- **Aim of the task**
From the memoir passage below, list every step the narrator took that night to keep the evening hidden.

- **Text block**

• • • •

The Brotherhood of the Screaming Abyss (19 page)

We didn’t just smoke up; this called for a special occasion. As luck would have it, my father was set to attend his company’s annual sales meeting in Denver, a three-or four-day affair that my mother, joining him, turned into a short holiday in the big city. They ended up leaving me on my own for nearly one whole glorious week. I was sixteen, after all; and besides, by then Terence and I had terrorized every babysitter in the valley, making it unlikely anyone would have signed up to mind me.

So a window of opportunity quickly opened for Fay and me to have our special evening. Most readers must know by now where this is headed. I was, of course, a virgin, a status I was determined to change. Fay seemed quite willing to cooperate, though we didn’t speak of the matter until that night. I had picked her up in my parent’s Chevy and brought her back to the house, not wanting anyone to see her car parked outside. I had already prepped the house, closing all the curtains and turning off most of the lights. We toked up and drank a little; we got very stoned and hilarious. The next thing we knew we were groping each other, and a minute later we were on the little bed in my room. I was nervous and didn’t know what I was doing. Fay could see this and was kind, and eventually we completed a fairly inept coupling. It’s said that is something you never forget, and I guess that’s true. We hung out for a while and finished up the pipe, she gathered up her things, and I took her home. I made a quick detour to the bridge to smash the wine bottle on the rocks below and crept back home in the quiet night. No security breach, no drama.

We never repeated that experience. I think we were both a little appalled at our recklessness. I continued to visit her once in a while, but we began to worry that people would talk, and our conversations became less frequent. At the end of the semester she moved on. Recently, others have informed me that I was not her only conquest. If those other accounts are true, Fay may have arrived with an agenda to sample the pleasures of the local randy but virginal males; there was nothing particularly special about me. So much for my self-flattering belief that Fay liked me for my intellect! I wish her well, wherever she is. She may have had bad judgment, but she was a good spirit, and I shall always be grateful to her for introducing me to the pleasures of sex, awkward and halting though the occasion was. It’s gotten both harder and easier, somehow, as life has progressed.

• • • •

- **Record list**
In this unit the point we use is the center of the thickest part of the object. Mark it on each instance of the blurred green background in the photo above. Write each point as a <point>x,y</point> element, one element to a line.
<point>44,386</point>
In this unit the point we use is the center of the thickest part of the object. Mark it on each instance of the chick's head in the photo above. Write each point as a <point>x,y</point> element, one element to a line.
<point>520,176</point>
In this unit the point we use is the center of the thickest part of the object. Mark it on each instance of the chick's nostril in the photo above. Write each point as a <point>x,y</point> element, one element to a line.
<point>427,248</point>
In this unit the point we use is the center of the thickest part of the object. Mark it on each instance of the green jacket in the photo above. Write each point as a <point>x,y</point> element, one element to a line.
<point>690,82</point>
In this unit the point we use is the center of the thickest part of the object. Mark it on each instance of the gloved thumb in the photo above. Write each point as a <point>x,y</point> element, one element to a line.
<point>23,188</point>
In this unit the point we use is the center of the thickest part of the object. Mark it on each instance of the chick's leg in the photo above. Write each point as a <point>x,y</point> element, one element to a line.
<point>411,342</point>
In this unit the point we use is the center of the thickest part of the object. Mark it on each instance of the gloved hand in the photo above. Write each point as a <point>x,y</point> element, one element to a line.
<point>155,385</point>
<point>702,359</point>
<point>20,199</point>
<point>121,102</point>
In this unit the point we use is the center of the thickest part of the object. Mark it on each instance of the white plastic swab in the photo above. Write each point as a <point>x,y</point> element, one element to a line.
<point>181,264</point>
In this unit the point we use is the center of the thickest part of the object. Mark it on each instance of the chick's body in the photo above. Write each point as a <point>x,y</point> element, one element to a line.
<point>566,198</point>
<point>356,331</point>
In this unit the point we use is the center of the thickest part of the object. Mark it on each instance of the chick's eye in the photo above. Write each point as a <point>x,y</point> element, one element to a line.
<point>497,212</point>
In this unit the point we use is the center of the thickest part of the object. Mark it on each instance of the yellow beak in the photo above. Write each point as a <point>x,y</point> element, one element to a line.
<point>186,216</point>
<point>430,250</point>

• • • •

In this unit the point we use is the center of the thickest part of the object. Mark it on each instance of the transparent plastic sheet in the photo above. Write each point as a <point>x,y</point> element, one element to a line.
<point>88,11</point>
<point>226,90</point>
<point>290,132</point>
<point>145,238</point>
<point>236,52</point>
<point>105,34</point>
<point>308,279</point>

• • • •

- **Result of this exercise**
- Picked Fay up in the parents' Chevy so that her car would not be seen parked outside the house
- Closed all the curtains
- Turned off most of the lights
- Made a detour to the bridge to smash the wine bottle on the rocks below
- Crept back home in the quiet night